Your objective:
Copy the lines below that contain "Exercise".

Point localization data
#####

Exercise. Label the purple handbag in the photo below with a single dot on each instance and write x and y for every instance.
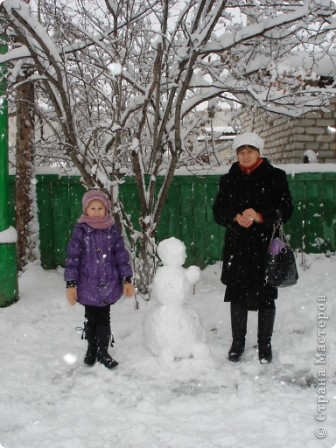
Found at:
(280, 264)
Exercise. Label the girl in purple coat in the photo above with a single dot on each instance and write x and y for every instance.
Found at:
(97, 273)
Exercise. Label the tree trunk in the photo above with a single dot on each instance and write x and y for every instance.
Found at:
(24, 164)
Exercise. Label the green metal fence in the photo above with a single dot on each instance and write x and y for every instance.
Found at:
(187, 214)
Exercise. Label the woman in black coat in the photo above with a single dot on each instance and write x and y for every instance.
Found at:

#####

Answer area:
Exercise. Label the purple handbag in the photo below with a single dot on each instance and write x and y for every instance.
Exercise. Label the girl in purple coat in the photo above with a single dot on each instance and write x and y for every instance.
Exercise. Label the tree trunk in the photo above with a single dot on each instance and write x and y for every instance.
Exercise. Label the green metal fence in the photo above with a single dot on each instance and write x and y for every instance.
Exercise. Label the woman in black coat in the photo above with a single dot on each instance and write x and y for every instance.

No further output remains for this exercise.